***** Given records

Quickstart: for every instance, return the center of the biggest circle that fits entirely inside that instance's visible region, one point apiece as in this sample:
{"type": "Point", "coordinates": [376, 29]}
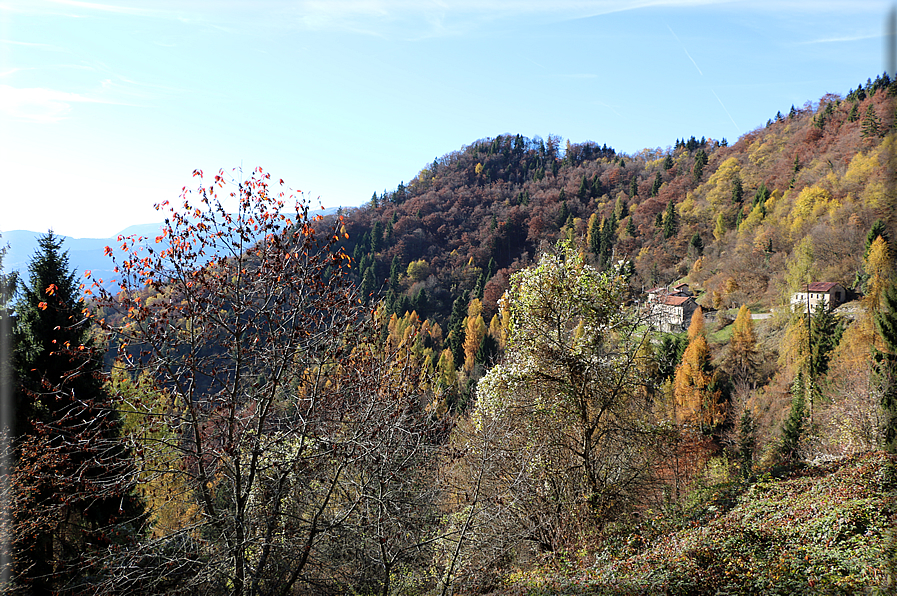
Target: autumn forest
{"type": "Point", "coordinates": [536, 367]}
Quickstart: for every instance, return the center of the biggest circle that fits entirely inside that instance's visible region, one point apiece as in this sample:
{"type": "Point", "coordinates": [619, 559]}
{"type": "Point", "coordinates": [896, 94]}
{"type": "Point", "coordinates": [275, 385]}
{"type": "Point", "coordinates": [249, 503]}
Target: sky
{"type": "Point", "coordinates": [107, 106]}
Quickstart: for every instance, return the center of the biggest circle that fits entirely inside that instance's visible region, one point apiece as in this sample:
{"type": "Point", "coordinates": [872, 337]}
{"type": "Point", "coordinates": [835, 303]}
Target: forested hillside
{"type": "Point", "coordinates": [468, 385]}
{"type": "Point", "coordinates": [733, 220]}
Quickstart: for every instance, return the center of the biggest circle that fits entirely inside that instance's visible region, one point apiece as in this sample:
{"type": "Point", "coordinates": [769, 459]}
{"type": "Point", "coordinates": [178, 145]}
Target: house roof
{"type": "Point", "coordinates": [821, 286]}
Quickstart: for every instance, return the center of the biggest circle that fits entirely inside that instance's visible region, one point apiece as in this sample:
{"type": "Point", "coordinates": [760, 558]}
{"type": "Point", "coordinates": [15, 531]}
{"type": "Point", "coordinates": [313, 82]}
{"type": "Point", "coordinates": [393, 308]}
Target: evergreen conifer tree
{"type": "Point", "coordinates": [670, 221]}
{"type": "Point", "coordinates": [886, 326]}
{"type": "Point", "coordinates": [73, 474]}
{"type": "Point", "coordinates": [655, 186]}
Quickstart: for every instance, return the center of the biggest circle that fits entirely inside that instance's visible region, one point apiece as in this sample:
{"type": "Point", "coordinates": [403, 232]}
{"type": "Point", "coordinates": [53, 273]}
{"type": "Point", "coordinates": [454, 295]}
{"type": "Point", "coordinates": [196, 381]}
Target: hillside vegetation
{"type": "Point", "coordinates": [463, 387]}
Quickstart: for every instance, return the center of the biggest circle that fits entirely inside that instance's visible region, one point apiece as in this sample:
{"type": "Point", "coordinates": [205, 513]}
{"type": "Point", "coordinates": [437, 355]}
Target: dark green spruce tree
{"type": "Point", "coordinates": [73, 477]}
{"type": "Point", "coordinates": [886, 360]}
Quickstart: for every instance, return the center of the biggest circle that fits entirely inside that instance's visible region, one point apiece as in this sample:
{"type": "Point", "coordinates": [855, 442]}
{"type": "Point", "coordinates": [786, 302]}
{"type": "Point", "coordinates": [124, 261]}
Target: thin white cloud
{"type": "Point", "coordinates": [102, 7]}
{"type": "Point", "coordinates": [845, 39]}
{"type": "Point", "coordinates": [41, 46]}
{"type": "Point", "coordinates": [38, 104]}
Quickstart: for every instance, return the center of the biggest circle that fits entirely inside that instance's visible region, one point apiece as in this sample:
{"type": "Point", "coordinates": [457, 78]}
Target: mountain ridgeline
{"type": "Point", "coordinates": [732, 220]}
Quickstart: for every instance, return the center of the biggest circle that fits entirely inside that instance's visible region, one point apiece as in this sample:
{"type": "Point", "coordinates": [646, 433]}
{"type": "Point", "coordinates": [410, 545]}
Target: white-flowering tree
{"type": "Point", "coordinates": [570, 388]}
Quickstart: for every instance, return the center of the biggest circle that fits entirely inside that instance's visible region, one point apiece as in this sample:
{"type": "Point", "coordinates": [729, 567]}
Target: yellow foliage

**********

◆ **Brief**: Take the listing above and restate it word for word, without its pictures.

◆ **Final result**:
Quickstart: for every instance, return the center of the biggest circle that fits entirely inside that instance's visible region, one point apiece as in this sample:
{"type": "Point", "coordinates": [376, 29]}
Target: autumn forest
{"type": "Point", "coordinates": [536, 367]}
Quickstart: for every instance, return the center of the biggest circle that fits entirely inside that instance's visible region, one point apiece as in this sample:
{"type": "Point", "coordinates": [619, 559]}
{"type": "Point", "coordinates": [896, 94]}
{"type": "Point", "coordinates": [275, 385]}
{"type": "Point", "coordinates": [249, 503]}
Target: sky
{"type": "Point", "coordinates": [107, 106]}
Quickstart: for every instance, return the center of the biggest circle that fits entirely inside that instance's visible region, one point apiece as in this sample:
{"type": "Point", "coordinates": [872, 337]}
{"type": "Point", "coordinates": [835, 303]}
Target: forested hillside
{"type": "Point", "coordinates": [468, 385]}
{"type": "Point", "coordinates": [733, 220]}
Quickstart: for every instance, return the center of the biggest circle that fits entirely inside that instance's visible region, one point apiece as in this sample:
{"type": "Point", "coordinates": [769, 459]}
{"type": "Point", "coordinates": [178, 145]}
Target: house roof
{"type": "Point", "coordinates": [821, 286]}
Quickstart: for every instance, return the center of the biggest circle that fits entirely inside that instance's visible region, one point apiece as in this sample:
{"type": "Point", "coordinates": [760, 558]}
{"type": "Point", "coordinates": [15, 531]}
{"type": "Point", "coordinates": [313, 82]}
{"type": "Point", "coordinates": [393, 308]}
Target: evergreen conifer tree
{"type": "Point", "coordinates": [670, 221]}
{"type": "Point", "coordinates": [886, 326]}
{"type": "Point", "coordinates": [73, 474]}
{"type": "Point", "coordinates": [655, 186]}
Quickstart: for every instance, return the center of the biggest circle that fits entirely inside that instance's visible region, one point apiece as in this sample:
{"type": "Point", "coordinates": [403, 232]}
{"type": "Point", "coordinates": [53, 273]}
{"type": "Point", "coordinates": [454, 295]}
{"type": "Point", "coordinates": [196, 381]}
Target: hillside vegetation
{"type": "Point", "coordinates": [463, 387]}
Quickstart: for every instance, return the center of the biggest circle that fits entirely inside that instance's visible region, one point apiece as in this sample:
{"type": "Point", "coordinates": [205, 513]}
{"type": "Point", "coordinates": [437, 355]}
Target: dark green spruce tree
{"type": "Point", "coordinates": [73, 477]}
{"type": "Point", "coordinates": [886, 360]}
Quickstart: for every instance, return the center of the biggest circle that fits entirely inside that instance's visible region, one point apiece as in this sample:
{"type": "Point", "coordinates": [855, 442]}
{"type": "Point", "coordinates": [786, 302]}
{"type": "Point", "coordinates": [124, 261]}
Target: thin white cloud
{"type": "Point", "coordinates": [102, 7]}
{"type": "Point", "coordinates": [845, 39]}
{"type": "Point", "coordinates": [41, 46]}
{"type": "Point", "coordinates": [38, 104]}
Quickstart: for every instance, return the center of the biggest circle that fits entirely inside that instance's visible region, one point apiece as in this sample:
{"type": "Point", "coordinates": [457, 78]}
Target: mountain ridgeline
{"type": "Point", "coordinates": [732, 220]}
Quickstart: for every instance, return the center of the biggest circle that fits entirely inside that instance's visible region, one point apiece as in this sample:
{"type": "Point", "coordinates": [646, 433]}
{"type": "Point", "coordinates": [410, 545]}
Target: white-flowering tree
{"type": "Point", "coordinates": [570, 388]}
Quickstart: for every instance, return the center of the biggest circle that fits entirely inside that instance's visible region, one point apiece as in this sample:
{"type": "Point", "coordinates": [729, 567]}
Target: yellow foliage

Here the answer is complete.